▶ Aim
Reproduce each line of the material precisely.

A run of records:
....

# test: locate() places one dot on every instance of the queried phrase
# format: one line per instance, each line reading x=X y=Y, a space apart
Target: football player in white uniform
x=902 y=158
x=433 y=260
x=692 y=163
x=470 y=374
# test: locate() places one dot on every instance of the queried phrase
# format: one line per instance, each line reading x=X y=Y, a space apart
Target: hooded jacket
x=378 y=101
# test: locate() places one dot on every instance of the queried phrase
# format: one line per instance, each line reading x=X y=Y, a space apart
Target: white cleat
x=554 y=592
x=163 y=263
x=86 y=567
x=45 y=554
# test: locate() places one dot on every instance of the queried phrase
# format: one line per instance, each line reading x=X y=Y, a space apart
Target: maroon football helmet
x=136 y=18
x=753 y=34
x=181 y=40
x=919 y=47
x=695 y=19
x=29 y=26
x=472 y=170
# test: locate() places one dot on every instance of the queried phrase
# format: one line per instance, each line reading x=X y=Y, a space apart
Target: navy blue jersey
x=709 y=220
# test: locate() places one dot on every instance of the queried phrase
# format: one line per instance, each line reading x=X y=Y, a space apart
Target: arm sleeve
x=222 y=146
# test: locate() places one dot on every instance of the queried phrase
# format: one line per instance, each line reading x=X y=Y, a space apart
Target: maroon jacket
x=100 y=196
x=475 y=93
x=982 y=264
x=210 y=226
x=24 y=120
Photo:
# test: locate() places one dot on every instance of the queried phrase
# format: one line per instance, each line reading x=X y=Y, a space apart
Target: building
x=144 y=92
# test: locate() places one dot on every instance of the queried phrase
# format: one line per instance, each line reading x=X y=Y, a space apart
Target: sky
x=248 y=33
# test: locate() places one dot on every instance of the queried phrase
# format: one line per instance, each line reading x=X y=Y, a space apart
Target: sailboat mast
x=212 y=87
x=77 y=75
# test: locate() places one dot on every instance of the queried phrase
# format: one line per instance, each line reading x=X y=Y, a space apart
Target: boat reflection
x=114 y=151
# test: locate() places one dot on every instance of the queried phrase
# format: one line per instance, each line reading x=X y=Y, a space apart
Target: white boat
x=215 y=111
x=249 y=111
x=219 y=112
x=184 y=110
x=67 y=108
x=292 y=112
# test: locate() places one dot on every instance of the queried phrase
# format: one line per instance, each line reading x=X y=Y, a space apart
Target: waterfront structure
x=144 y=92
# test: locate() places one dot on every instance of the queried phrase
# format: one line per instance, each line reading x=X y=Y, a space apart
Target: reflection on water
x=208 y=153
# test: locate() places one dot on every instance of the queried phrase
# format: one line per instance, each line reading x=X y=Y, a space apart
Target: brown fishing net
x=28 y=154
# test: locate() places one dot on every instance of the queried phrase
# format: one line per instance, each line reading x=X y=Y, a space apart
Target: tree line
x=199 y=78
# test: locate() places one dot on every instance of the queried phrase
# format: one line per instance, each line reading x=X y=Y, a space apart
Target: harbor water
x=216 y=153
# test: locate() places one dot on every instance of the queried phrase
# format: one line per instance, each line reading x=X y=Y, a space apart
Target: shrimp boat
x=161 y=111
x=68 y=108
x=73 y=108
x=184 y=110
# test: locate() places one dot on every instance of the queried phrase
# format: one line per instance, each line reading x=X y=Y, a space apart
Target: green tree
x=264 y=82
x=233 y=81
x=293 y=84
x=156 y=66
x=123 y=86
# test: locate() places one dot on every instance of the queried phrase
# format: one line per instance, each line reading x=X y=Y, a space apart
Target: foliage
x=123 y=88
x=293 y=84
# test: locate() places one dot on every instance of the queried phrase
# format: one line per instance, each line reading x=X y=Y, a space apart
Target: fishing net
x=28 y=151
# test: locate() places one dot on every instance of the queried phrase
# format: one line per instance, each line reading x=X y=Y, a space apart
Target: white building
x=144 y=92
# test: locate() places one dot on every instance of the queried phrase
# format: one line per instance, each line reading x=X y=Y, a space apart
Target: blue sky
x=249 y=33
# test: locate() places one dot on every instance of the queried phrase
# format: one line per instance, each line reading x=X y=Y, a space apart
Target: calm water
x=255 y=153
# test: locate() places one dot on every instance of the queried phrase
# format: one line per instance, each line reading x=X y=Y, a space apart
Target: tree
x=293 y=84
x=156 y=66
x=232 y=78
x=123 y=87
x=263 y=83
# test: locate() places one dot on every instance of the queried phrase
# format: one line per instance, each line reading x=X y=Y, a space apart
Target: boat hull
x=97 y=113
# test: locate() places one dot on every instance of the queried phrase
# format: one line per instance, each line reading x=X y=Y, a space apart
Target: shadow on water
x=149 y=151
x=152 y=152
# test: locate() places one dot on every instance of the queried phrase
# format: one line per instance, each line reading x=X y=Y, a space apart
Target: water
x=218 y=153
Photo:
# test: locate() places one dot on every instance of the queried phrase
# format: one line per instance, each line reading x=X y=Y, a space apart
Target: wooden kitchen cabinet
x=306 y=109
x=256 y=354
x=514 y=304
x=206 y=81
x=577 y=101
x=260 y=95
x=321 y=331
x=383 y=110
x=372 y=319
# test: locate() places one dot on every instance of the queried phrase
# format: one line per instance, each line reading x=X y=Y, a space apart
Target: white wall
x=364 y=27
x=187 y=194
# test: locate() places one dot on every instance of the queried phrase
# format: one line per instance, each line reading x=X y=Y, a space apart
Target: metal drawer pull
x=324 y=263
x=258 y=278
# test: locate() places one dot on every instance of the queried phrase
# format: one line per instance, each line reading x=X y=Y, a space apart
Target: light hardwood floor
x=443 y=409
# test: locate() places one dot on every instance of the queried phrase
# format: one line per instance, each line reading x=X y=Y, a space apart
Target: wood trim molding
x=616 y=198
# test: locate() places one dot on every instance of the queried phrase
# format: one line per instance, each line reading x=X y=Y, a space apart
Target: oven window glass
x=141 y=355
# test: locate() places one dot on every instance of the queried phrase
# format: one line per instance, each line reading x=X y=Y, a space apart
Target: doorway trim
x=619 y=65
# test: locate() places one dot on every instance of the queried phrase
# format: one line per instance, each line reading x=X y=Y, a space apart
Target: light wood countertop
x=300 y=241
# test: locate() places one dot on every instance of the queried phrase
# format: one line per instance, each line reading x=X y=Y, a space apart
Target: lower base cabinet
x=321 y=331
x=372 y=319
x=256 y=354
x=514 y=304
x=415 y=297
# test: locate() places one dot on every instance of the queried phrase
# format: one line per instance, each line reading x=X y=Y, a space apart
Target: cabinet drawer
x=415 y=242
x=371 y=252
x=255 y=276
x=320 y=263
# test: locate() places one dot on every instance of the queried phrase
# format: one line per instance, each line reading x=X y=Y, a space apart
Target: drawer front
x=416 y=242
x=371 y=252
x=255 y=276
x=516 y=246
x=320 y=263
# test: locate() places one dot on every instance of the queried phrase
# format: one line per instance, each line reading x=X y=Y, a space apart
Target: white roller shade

....

▶ Exercise response
# test: locate() places one dot on every instance of the queried phrase
# format: one line per instance, each line reading x=X y=Y, a space apart
Target: football player in white uniform
x=902 y=158
x=433 y=260
x=692 y=163
x=470 y=374
# test: locate() places one dot on every instance of the queried phrase
# format: one line per instance, each line reading x=X y=Y, a space apart
Target: hooded jacket
x=378 y=101
# test: locate() places one dot on every instance of the queried phrase
# format: one line per instance, each line reading x=X y=Y, a space apart
Target: white cleat
x=554 y=592
x=163 y=263
x=86 y=567
x=45 y=554
# test: locate() places one dot on every instance of the queried phrase
# format: one line per instance, each line reading x=X y=Y, a space apart
Target: maroon football helmet
x=136 y=18
x=753 y=34
x=181 y=40
x=919 y=47
x=695 y=19
x=29 y=26
x=472 y=170
# test: locate() places one dot on every instance of the queried phrase
# format: one line per instance, each line reading x=X y=Y, a space apart
Target: navy blue jersey
x=709 y=220
# test: locate() places one dot on every instance of the queried phrase
# format: one line per instance, each line reading x=X y=Y, a space apart
Target: arm sleeve
x=222 y=146
# test: locate() places one dot on every instance of the queried phrase
# format: one line per instance, each line reading x=X y=Y, a space apart
Target: maroon jacket
x=100 y=196
x=475 y=93
x=982 y=264
x=210 y=226
x=24 y=120
Photo:
# test: locate() places one dot on every instance of the queried phrase
# format: one line per instance, each line reading x=X y=Y, a space apart
Target: building
x=144 y=92
# test: locate() places one dot on every instance of the queried phrase
# format: one line per instance, each line reading x=X y=Y, a space apart
Target: sky
x=248 y=33
# test: locate() places one dot on every instance of the queried phrase
# format: one line per instance, each line reading x=X y=Y, a space apart
Target: sailboat mast
x=212 y=87
x=77 y=75
# test: locate() places one dot on every instance of the queried phrase
# format: one line per instance, each line reading x=X y=Y, a space apart
Target: boat reflection
x=114 y=151
# test: locate() places one dot on every instance of the queried phrase
# format: one line per instance, each line reading x=X y=Y, a space apart
Target: white boat
x=215 y=111
x=249 y=111
x=219 y=112
x=184 y=110
x=67 y=108
x=292 y=112
# test: locate() places one dot on every instance of the queried phrase
# format: one line per instance, each line reading x=X y=Y, a space apart
Target: waterfront structure
x=144 y=92
# test: locate() places one dot on every instance of the queried phrase
# format: one line per instance, each line reading x=X y=Y, a space apart
Target: reflection on water
x=208 y=153
# test: locate() places one dot on every instance of the queried phrase
# format: one line per instance, each line reading x=X y=Y, a space apart
Target: brown fishing net
x=28 y=154
# test: locate() places one dot on every instance of the queried phrase
# format: one line per instance, each line reading x=X y=Y, a space apart
Target: tree line
x=199 y=78
# test: locate() places one dot on every instance of the queried phrase
# format: one line per instance, each line reading x=X y=Y, a space apart
Target: harbor water
x=216 y=153
# test: locate() places one dot on every instance of the queried phrase
# format: one line per instance, each line reading x=X y=Y, a space apart
Target: shrimp boat
x=161 y=111
x=68 y=108
x=73 y=108
x=184 y=110
# test: locate() places one dot on every instance of the queried phrase
# format: one line per instance, each line reading x=X y=Y, a space apart
Target: green tree
x=264 y=82
x=233 y=81
x=293 y=84
x=156 y=66
x=123 y=86
# test: locate() places one dot on every instance of the queried phrase
# format: one line per instance, each line reading x=X y=Y, a space apart
Target: foliage
x=123 y=88
x=293 y=84
# test: locate() places one dot on every instance of the queried phrase
# format: one line per instance, each line reading x=X y=Y, a space apart
Target: fishing net
x=28 y=151
# test: locate() places one dot on every instance of the queried phrase
# format: one line per instance, each line reading x=X y=Y, a space apart
Target: white building
x=144 y=92
# test: locate() places one dot on every instance of the queried phrase
# format: one line per instance, each line reading x=X y=Y, a space apart
Target: blue sky
x=249 y=33
# test: locate() places one dot on every instance of the queried phrase
# format: one line per instance, each line reading x=X y=Y, a space apart
Target: calm water
x=255 y=153
# test: locate() places one dot on every instance of the queried phrase
# format: one line per instance, each line reading x=X y=Y, a space apart
Target: tree
x=293 y=84
x=156 y=66
x=232 y=78
x=123 y=87
x=263 y=83
# test: locate() places one dot on every instance of the queried phrase
# format: one line per instance, each line reading x=X y=Y, a space apart
Target: boat hull
x=97 y=113
# test: locate() places one dot on every instance of the queried phrase
# format: one line per instance, each line reading x=X y=Y, a space apart
Target: shadow on water
x=149 y=151
x=152 y=152
# test: locate() places one dot on every instance of the queried phrase
# format: one line per instance, each line reading x=X y=Y, a space apart
Target: water
x=218 y=153
Photo:
# test: locate() places one dot on every instance of the queried phrase
# format: one line per instance, each line reading x=X y=Y, a space apart
Target: wooden kitchen cabinet
x=306 y=109
x=256 y=354
x=514 y=304
x=206 y=81
x=577 y=101
x=260 y=95
x=321 y=331
x=383 y=110
x=372 y=319
# test: locate() places one dot on every instance of the queried phrase
# format: one line per instance, each line reading x=X y=Y, a space apart
Target: white wall
x=364 y=27
x=187 y=194
# test: locate() places one dot on every instance of the queried phrase
# format: one line per instance, each line reading x=X y=Y, a space apart
Target: metal drawer pull
x=324 y=263
x=258 y=278
# test: locate() places one dot on every instance of the queried phrase
# format: one line per instance, each line reading x=X y=Y, a space apart
Target: light hardwood floor
x=443 y=409
# test: locate() places one dot on every instance of the queried phrase
# format: one line per instance, each line reading x=X y=Y, a space apart
Target: wood trim molding
x=616 y=198
# test: locate() places one dot on every instance of the queried phrase
# format: one line per instance, each line reading x=X y=Y, a space apart
Target: oven window glass
x=141 y=355
# test: locate() places one dot on every instance of the queried phrase
# format: one line per instance, each line reading x=X y=Y, a space apart
Target: doorway trim
x=619 y=65
# test: locate() places one dot on every instance of the queried phrase
# format: one line per instance, each line reading x=X y=Y, a space apart
Target: light wood countertop
x=300 y=241
# test: locate() places one dot on every instance of the queried phrase
# format: one line per instance, each line reading x=X y=Y, a space apart
Target: lower base cabinet
x=321 y=331
x=372 y=319
x=256 y=354
x=514 y=304
x=415 y=297
# test: locate() places one dot on every instance of the queried phrase
# format: one line per instance, each line reading x=X y=Y, a space apart
Target: cabinet drawer
x=415 y=242
x=371 y=252
x=255 y=276
x=320 y=263
# test: locate() places one dot on every instance of the queried phrase
# format: one line per instance, each line reading x=X y=Y, a space apart
Target: drawer front
x=416 y=242
x=371 y=252
x=255 y=276
x=516 y=246
x=320 y=263
# test: locate() places one dot on every instance of the queried phrase
# format: one line per instance, each line reading x=X y=Y, a space apart
Target: white roller shade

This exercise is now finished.